● Provided information:
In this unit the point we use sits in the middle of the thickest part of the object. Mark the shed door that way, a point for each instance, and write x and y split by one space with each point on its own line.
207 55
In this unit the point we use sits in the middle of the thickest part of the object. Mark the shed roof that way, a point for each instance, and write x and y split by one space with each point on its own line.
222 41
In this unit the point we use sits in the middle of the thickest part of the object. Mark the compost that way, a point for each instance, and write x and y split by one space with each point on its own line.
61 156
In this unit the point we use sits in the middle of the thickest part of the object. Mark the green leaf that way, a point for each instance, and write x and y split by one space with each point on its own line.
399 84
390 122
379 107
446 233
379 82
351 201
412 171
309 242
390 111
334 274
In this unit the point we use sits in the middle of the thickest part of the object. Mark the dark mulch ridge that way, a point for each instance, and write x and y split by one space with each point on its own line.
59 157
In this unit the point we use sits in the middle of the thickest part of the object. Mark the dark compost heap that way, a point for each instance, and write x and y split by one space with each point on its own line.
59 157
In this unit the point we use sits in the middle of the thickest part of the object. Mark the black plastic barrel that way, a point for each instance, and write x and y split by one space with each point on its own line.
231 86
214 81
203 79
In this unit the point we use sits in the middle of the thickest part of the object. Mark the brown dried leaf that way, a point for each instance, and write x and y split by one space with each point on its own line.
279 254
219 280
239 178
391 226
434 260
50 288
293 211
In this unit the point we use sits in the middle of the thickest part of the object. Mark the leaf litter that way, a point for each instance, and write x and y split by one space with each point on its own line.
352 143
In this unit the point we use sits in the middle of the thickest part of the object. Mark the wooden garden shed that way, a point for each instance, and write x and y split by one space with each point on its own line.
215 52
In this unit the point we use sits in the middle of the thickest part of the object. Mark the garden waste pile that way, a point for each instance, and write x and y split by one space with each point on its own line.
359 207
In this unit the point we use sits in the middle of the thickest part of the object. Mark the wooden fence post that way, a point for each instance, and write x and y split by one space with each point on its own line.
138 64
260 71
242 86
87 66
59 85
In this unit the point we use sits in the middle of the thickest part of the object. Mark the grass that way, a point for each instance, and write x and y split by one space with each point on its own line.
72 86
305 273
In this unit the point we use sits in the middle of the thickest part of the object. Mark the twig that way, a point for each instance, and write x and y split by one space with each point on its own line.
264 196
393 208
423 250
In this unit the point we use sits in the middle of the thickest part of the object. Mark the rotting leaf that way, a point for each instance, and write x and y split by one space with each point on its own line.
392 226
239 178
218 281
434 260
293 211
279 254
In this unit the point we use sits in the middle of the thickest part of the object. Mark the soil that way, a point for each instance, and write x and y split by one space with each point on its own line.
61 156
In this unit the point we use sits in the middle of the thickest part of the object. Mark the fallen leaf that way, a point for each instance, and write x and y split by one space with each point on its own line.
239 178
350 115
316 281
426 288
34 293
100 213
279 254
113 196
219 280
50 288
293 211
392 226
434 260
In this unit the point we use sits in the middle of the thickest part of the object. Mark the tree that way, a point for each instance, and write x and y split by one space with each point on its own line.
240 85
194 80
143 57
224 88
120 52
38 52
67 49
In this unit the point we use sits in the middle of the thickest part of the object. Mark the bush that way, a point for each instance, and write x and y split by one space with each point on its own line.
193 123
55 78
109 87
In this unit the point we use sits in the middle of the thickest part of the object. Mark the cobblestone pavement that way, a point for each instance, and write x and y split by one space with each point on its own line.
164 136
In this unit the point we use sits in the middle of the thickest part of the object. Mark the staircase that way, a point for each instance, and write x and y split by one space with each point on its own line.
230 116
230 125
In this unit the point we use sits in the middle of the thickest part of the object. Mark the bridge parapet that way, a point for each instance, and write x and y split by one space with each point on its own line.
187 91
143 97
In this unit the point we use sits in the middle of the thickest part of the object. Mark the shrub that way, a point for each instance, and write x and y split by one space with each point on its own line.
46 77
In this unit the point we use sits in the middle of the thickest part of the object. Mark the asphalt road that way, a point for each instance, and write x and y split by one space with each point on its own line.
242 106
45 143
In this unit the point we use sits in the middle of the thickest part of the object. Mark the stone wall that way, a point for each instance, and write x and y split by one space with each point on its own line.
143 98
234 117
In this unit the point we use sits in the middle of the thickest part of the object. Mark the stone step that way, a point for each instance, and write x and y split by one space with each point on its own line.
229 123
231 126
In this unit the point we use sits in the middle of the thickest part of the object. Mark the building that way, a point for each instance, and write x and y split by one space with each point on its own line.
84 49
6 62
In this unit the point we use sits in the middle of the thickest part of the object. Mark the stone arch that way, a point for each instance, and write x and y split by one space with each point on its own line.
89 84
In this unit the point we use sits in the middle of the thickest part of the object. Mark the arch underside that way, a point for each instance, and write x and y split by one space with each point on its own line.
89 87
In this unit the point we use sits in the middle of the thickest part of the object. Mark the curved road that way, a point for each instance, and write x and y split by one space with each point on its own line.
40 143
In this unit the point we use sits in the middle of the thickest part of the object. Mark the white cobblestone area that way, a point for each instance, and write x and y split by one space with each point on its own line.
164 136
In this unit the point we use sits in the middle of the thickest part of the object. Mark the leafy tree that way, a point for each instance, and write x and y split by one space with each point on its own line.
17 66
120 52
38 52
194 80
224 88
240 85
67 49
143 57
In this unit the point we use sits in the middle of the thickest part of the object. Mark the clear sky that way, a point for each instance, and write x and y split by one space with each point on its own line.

● What is needed: Put every line of the entries above into a JSON list of strings, one string per line, leaving out blank lines.

● Task solution:
[
  "In this unit the point we use sits in the middle of the thickest part of the object. Mark the shed door that way, a point for each instance, and write x and y split by one space with each point on its own line.",
  "207 55",
  "In this unit the point we use sits in the middle of the thickest part of the object. Mark the shed roof that way, a point for each instance, and write x and y split by one space with each point on its own line.",
  "222 41",
  "In this unit the point we use sits in the middle of the thickest part of the object. Mark the compost that way, a point for each instance, and write x and y split by one space with each point on its own line.",
  "61 156",
  "In this unit the point we use sits in the middle of the thickest part of the object. Mark the green leaf that way, a point for each instance, and write x and y split by one space with each point on its own line.",
  "399 84",
  "390 122",
  "379 107",
  "446 233",
  "379 82",
  "351 201",
  "412 171",
  "309 242",
  "390 111",
  "334 274",
  "In this unit the point we use sits in the middle of the thickest part of the object. Mark the dark mulch ridge that way, a point for each instance, and write x and y split by one space with each point on its own line.",
  "59 157",
  "In this unit the point we use sits in the middle of the thickest part of the object. Mark the dark compost heap that way, a point for each instance, and write x and y split by one space with each point on its own line.",
  "59 157",
  "In this unit the point we use sits in the middle of the thickest part of the object. Mark the black plastic barrel that way, a point for each instance, and write x and y split by one space with each point on its own line.",
  "231 86",
  "214 81",
  "203 79",
  "In this unit the point we use sits in the middle of the thickest part of the object. Mark the brown dried leaf that way, a point for each instance, and write x and y split by one space with each point on its own line.",
  "279 254",
  "219 280",
  "239 178",
  "391 226",
  "434 260",
  "50 288",
  "293 211",
  "In this unit the point we use sits in the middle of the thickest part of the object. Mark the leaf litter that way, a point for each instance, and write x and y split by one space with each point on its own line.",
  "352 143",
  "In this unit the point we use sits in the middle of the thickest part of the object. Mark the wooden garden shed that way, a point for each instance, and write x and y split by one space with each point on its own line.",
  "215 52",
  "In this unit the point we use sits in the middle of the thickest part of the object. Mark the garden waste pile that way, a point for each instance, and write x and y split by one space with each point on its own line.",
  "359 207",
  "In this unit the point we use sits in the middle of the thickest part of the object. Mark the wooden fence post that way, a point for each instance, and write x and y split by one space with each point on its own line.",
  "138 64",
  "260 71",
  "242 86",
  "87 66",
  "59 85",
  "In this unit the point we use sits in the middle of the thickest part of the object. Mark the grass that way, a point for each instance, and write x and y split by one space with each point on its own line.",
  "72 86",
  "305 273",
  "In this unit the point we use sits in the middle of the thickest part of the object. Mark the twig that way, a point for each instance, and write x and y split by one space with each point on its own line.",
  "264 196",
  "393 208",
  "423 250",
  "In this unit the point we use sits in the middle of the thickest part of the object. Mark the rotting leaf that way, a point for each instance, and write x and y split by one space with each point on its own line.",
  "392 226",
  "239 178",
  "218 281",
  "434 260",
  "293 211",
  "279 254",
  "In this unit the point we use sits in the middle of the thickest part of the object. Mark the soil that way, a point for each instance, and write x and y split by one space with each point on its own line.",
  "61 156",
  "In this unit the point we use sits in the middle of the thickest part of the object. Mark the fallen leaf that way, a point for each instance, and write x and y split by one space with each point on its own line.",
  "239 178",
  "350 115",
  "316 281",
  "426 288",
  "34 293",
  "100 213",
  "279 254",
  "113 196",
  "219 280",
  "50 288",
  "293 211",
  "392 226",
  "434 260",
  "In this unit the point we use sits in the middle of the thickest part of the object. Mark the tree that way, a point for each instance, and write x and y split by one space with each point on its own line.",
  "240 85",
  "194 80",
  "143 57",
  "224 88",
  "120 52",
  "38 52",
  "67 49",
  "In this unit the point we use sits in the middle of the thickest part of the object. Mark the bush that way, a point for each instance, and write x and y split by one space with each point on its own line.",
  "193 123",
  "55 78",
  "109 87",
  "In this unit the point we use sits in the middle of the thickest part of the object. Mark the cobblestone pavement that way, a point for each instance, and write x and y split by one space with each point on its own line.",
  "164 136",
  "In this unit the point we use sits in the middle of the thickest part of the object. Mark the staircase that way, a point for each instance, and write x and y split by one space with each point on its own line.",
  "230 116",
  "230 125",
  "In this unit the point we use sits in the middle of the thickest part of the object. Mark the bridge parapet that way, a point for each instance, and write x and y split by one space with each point on its own line.",
  "187 91",
  "143 97",
  "In this unit the point we use sits in the middle of the thickest part of the object. Mark the shrub that way, a point for each instance, and write x and y split by one space with each point on its own line.",
  "46 77",
  "In this unit the point we use sits in the middle of the thickest part of the object. Mark the asphalt road that way, a point for each instance, and write x and y split by one space with each point on its own line.",
  "242 106",
  "45 143",
  "In this unit the point we use sits in the middle of the thickest part of the object. Mark the stone wall that way, a point for each instance, and write x and y split by one space with each point on its own line.",
  "143 98",
  "234 117",
  "In this unit the point we use sits in the middle of the thickest part of the object. Mark the stone step that way, a point for each instance, and write x and y split by one space with each point on its own line.",
  "229 123",
  "231 126",
  "In this unit the point we use sits in the middle of the thickest part of the object. Mark the building that way, a point for each instance, and write x and y split by one space with each point on its own line.",
  "84 49",
  "6 62",
  "In this unit the point we use sits in the middle of the thickest part of the object. Mark the stone arch that way, a point for each instance, and write x and y split by one space with each point on its own line.",
  "89 84",
  "In this unit the point we use sits in the middle of the thickest part of the object. Mark the arch underside that way, a point for each instance, and write x and y split by one space with each point on its own line.",
  "89 87",
  "In this unit the point we use sits in the middle of the thickest part of the object. Mark the curved road that way, a point for each instance, and write x and y split by one space with each point on its own line.",
  "40 143",
  "In this unit the point we use sits in the middle of the thickest part of the object. Mark the white cobblestone area that way, a point for each instance, and write x and y split by one space with each point on its own line.",
  "164 136",
  "In this unit the point we use sits in the middle of the thickest part of the object. Mark the leafy tree that way, a point for each instance, and write x and y split by one space with each point on its own line.",
  "17 66",
  "120 52",
  "38 52",
  "194 80",
  "224 88",
  "240 85",
  "67 49",
  "143 57",
  "In this unit the point we use sits in the middle of the thickest part of the object. Mark the clear sky that way, a point for each instance, and write x and y split by one space with each point on its own line."
]